Can you pull out each line of the data below that includes the word "cleared"?

--- Information shown Enclosed Below ---

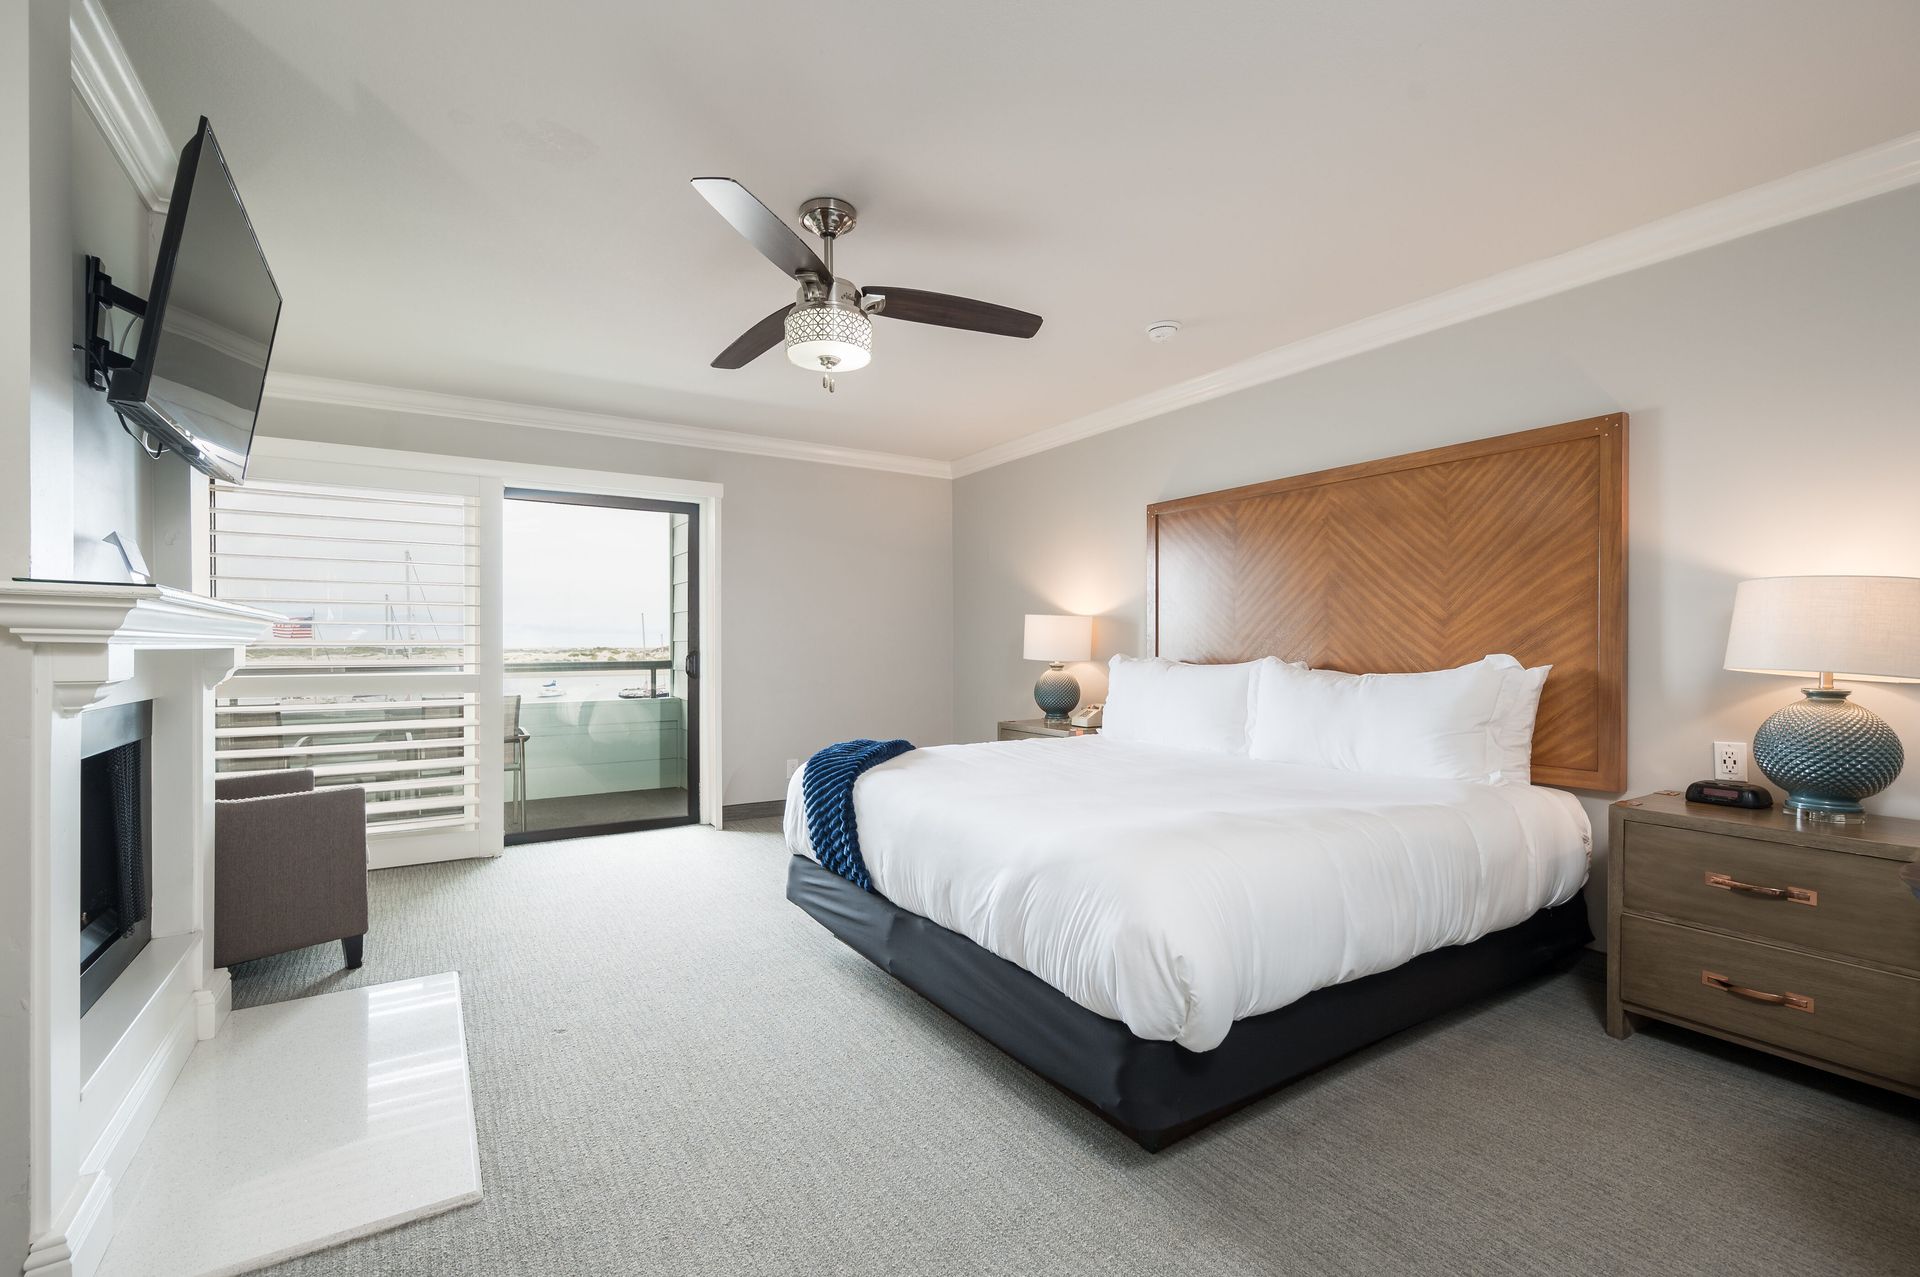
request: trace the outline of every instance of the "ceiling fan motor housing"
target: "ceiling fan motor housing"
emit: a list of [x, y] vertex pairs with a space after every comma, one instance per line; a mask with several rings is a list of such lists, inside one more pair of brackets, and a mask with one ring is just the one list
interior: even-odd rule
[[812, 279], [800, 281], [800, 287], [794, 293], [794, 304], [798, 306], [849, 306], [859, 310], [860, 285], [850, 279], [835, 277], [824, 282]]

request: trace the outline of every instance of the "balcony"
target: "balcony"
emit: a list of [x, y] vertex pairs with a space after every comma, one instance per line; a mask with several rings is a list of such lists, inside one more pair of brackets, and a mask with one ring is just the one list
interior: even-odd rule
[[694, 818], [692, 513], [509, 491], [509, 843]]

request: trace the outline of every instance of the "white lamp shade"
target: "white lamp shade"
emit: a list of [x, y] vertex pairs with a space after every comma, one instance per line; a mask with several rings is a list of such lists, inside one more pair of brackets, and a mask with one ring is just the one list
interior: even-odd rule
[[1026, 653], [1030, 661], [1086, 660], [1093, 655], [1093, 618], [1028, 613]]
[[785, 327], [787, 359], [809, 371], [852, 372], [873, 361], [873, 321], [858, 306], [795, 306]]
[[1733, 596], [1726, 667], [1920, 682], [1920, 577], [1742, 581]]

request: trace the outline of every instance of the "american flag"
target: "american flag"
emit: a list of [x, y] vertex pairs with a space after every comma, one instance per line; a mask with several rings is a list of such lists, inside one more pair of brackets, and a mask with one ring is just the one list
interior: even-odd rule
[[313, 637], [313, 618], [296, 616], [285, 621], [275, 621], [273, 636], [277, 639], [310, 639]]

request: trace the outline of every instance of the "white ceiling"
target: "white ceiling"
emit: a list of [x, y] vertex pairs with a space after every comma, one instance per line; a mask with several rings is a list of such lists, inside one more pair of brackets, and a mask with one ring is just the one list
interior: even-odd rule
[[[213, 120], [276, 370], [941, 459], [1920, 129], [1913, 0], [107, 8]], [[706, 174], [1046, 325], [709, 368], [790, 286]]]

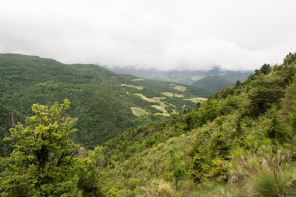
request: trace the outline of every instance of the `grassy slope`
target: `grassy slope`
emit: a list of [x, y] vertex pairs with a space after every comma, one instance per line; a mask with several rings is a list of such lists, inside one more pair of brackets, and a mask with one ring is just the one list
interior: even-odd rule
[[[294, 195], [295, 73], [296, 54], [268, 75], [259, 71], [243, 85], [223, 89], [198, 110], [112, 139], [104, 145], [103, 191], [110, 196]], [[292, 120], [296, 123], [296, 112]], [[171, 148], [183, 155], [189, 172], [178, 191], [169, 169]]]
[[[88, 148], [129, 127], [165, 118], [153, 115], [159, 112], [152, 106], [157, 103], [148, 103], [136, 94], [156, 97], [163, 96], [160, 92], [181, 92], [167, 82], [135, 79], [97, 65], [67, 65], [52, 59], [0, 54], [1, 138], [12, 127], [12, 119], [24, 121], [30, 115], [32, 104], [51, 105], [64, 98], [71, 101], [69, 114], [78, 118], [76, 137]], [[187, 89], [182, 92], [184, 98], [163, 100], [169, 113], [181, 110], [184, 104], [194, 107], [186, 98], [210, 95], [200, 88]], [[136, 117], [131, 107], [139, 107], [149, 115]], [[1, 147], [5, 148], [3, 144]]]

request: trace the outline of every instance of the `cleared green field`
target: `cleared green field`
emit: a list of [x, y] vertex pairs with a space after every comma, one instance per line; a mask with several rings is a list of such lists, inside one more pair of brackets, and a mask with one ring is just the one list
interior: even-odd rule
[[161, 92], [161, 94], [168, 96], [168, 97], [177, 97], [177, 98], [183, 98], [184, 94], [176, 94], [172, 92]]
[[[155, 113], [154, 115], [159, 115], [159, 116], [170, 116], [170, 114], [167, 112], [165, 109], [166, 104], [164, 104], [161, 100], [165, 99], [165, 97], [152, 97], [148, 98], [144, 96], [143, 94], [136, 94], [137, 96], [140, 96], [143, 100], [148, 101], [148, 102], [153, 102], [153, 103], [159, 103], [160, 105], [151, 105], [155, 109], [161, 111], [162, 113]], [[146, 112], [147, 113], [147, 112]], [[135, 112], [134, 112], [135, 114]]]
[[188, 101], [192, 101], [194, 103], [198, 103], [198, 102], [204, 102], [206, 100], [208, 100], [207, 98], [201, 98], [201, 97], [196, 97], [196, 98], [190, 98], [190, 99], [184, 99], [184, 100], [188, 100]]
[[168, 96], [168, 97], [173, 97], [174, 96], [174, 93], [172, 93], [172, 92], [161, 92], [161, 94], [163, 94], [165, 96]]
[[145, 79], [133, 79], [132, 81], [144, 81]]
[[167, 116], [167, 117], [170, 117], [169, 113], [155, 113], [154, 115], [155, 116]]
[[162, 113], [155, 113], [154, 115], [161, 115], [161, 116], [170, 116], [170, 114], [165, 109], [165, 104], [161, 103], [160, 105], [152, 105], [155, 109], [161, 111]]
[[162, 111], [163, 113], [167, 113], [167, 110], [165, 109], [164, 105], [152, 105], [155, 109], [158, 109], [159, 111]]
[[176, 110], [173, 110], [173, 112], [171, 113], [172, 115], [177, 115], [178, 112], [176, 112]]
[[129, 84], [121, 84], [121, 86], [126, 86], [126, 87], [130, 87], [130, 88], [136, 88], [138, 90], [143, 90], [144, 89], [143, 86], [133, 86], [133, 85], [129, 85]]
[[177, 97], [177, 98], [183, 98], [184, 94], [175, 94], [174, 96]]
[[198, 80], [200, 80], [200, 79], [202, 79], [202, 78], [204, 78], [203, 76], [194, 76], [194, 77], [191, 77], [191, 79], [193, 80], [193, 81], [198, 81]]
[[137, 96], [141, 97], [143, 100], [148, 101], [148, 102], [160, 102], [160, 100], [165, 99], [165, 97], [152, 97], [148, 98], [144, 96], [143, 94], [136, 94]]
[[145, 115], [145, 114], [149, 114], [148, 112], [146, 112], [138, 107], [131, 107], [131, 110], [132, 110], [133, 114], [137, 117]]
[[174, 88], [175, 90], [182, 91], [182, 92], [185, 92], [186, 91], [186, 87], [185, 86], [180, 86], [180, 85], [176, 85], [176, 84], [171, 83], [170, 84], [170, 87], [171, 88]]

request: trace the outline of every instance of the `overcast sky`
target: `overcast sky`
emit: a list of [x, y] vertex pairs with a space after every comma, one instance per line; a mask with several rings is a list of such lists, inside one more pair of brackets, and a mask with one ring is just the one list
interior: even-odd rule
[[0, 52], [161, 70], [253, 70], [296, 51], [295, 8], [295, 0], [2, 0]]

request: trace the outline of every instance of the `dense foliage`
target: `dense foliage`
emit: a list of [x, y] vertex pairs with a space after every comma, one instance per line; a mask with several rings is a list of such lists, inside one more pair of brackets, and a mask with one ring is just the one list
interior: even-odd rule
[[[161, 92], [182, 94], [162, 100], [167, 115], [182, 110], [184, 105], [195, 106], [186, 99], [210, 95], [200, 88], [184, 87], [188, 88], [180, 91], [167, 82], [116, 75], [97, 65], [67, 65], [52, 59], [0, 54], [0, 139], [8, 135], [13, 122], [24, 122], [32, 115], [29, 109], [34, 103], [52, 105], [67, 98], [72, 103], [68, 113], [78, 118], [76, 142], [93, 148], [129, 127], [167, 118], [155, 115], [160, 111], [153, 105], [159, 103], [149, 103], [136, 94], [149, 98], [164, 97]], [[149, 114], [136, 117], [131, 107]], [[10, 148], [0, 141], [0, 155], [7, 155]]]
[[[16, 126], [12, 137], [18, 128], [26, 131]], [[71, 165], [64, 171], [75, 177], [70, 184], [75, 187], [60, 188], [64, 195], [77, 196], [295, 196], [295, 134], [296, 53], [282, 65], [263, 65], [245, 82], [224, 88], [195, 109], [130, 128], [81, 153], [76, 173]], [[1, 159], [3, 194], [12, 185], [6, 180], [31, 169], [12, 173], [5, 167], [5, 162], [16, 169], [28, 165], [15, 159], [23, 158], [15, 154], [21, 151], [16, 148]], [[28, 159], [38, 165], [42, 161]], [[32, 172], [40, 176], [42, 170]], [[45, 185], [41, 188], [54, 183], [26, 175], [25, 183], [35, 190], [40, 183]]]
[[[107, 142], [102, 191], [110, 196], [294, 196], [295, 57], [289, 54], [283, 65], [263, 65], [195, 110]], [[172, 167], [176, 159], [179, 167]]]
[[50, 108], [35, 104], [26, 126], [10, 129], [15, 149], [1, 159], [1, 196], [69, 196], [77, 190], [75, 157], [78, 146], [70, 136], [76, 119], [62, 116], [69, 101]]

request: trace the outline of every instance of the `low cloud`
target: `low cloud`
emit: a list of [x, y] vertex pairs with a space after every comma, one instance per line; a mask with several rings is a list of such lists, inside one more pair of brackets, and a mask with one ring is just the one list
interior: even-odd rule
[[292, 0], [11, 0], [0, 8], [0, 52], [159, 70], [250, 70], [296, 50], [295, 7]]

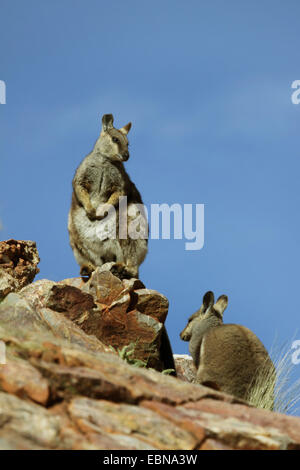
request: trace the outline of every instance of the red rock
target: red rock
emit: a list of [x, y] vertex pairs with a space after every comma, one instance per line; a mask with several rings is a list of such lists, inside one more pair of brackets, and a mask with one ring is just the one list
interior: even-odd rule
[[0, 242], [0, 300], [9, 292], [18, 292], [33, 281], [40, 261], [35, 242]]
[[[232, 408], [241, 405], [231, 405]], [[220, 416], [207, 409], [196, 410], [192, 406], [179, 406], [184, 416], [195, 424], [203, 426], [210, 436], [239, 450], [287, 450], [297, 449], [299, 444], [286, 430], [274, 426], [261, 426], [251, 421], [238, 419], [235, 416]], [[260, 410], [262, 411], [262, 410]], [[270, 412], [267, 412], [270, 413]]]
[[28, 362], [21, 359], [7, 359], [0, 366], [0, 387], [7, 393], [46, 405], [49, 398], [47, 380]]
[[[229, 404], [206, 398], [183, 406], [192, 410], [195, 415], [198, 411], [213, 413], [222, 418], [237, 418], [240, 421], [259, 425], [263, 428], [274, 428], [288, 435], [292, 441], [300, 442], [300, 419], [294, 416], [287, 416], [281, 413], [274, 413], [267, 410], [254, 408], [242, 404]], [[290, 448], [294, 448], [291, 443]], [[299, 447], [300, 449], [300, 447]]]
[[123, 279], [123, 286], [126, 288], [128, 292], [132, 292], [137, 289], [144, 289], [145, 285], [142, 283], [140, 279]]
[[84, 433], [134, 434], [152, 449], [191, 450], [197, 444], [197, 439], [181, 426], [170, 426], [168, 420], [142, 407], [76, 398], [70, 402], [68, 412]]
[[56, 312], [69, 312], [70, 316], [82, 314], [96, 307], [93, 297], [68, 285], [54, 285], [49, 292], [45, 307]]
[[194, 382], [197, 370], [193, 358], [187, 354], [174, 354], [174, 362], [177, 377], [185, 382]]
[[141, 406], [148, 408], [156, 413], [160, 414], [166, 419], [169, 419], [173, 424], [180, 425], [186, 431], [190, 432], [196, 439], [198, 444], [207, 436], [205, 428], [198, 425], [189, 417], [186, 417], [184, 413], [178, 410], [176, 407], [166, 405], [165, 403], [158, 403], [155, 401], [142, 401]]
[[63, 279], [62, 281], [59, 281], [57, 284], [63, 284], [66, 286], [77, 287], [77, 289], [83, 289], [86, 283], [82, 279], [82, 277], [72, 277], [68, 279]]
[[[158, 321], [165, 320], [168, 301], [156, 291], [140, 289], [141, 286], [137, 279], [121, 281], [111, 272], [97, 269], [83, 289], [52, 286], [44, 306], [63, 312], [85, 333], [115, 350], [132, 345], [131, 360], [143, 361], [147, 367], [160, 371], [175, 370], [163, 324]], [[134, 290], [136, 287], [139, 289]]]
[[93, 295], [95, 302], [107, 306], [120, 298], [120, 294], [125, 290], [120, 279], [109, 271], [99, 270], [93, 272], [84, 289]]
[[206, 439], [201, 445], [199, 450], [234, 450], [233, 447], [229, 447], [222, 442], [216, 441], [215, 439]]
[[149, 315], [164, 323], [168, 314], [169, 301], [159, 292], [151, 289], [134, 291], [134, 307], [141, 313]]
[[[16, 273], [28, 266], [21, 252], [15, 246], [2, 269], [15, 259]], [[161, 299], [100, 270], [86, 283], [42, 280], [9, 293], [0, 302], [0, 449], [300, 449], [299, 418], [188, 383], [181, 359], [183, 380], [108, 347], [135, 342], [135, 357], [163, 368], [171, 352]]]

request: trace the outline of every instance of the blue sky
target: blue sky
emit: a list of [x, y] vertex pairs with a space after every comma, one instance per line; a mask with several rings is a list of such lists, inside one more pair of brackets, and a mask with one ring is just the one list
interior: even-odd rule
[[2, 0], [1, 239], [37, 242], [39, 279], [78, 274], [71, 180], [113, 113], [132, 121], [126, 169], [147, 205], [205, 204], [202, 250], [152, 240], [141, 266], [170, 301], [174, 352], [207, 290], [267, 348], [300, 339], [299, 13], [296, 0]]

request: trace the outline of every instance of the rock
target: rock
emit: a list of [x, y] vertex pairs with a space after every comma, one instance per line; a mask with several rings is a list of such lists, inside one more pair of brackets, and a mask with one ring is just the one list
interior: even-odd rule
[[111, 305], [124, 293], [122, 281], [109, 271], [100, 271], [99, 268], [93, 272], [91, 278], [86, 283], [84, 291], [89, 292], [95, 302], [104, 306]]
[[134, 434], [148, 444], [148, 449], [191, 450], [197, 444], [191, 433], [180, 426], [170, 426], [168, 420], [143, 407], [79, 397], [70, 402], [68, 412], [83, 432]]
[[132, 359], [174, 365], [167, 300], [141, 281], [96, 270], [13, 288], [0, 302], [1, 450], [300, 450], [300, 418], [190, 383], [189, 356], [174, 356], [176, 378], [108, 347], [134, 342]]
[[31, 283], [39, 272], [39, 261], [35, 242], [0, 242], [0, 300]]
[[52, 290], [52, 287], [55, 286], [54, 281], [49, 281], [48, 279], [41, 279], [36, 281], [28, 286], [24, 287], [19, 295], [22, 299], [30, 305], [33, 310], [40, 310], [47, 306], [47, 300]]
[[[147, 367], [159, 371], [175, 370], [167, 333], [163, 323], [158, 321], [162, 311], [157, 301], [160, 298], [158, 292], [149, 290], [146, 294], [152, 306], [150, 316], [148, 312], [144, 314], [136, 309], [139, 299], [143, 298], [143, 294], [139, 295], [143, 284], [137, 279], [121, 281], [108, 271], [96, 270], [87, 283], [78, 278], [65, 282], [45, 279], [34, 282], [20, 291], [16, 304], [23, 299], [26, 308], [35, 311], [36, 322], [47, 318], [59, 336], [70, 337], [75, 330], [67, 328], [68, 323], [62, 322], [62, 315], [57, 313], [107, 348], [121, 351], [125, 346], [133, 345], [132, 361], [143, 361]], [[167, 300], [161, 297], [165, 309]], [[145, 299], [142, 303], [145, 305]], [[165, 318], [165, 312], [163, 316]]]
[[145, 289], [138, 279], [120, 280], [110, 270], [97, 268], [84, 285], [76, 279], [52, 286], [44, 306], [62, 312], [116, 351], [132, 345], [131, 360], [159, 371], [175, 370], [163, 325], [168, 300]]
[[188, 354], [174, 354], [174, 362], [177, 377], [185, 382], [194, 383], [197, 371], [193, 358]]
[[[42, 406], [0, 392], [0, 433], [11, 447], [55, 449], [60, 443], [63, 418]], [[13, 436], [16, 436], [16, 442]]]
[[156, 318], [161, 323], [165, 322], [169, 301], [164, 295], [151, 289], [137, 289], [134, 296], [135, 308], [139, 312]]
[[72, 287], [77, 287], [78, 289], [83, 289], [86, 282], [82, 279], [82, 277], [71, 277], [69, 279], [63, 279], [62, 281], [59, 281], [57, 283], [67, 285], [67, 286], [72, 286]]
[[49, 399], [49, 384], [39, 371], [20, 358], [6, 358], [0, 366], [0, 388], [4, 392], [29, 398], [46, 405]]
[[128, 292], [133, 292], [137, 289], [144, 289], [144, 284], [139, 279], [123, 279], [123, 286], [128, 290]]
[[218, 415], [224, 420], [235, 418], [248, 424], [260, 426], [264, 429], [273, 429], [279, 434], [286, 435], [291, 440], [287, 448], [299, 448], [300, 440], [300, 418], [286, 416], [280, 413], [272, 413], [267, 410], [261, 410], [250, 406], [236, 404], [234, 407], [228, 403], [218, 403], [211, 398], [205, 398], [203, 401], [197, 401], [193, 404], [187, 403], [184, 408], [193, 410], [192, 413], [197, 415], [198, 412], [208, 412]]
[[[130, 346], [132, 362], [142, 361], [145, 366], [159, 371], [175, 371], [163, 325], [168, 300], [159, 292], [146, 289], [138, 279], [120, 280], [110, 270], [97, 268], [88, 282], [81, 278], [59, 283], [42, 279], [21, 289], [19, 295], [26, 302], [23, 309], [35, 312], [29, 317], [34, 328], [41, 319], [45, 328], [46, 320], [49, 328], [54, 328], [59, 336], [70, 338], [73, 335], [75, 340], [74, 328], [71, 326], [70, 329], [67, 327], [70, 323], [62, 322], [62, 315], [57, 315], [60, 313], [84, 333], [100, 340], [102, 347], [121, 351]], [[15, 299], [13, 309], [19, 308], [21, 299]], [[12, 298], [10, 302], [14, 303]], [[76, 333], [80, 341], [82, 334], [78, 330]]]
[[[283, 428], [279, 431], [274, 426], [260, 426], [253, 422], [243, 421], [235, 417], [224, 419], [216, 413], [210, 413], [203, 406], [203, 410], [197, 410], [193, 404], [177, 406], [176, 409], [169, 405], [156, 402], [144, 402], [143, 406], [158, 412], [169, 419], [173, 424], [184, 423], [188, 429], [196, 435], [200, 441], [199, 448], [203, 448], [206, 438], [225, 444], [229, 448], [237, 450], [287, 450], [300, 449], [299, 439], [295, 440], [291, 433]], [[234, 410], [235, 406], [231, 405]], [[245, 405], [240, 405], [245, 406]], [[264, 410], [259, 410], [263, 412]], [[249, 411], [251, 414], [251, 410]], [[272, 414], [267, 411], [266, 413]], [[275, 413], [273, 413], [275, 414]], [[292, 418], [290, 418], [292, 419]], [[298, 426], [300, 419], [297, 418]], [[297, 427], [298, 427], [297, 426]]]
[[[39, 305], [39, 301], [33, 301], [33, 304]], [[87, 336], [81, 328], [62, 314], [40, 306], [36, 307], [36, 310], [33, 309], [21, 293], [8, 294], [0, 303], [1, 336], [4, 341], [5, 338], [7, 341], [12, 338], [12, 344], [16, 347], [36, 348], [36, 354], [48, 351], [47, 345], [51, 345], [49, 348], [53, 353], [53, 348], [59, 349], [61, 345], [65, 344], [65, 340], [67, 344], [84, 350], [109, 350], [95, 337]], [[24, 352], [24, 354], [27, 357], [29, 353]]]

--- End of Enclosed Information shown ---

Written answer —
request: trace the outline of every instance of the `cleared green field`
target: `cleared green field`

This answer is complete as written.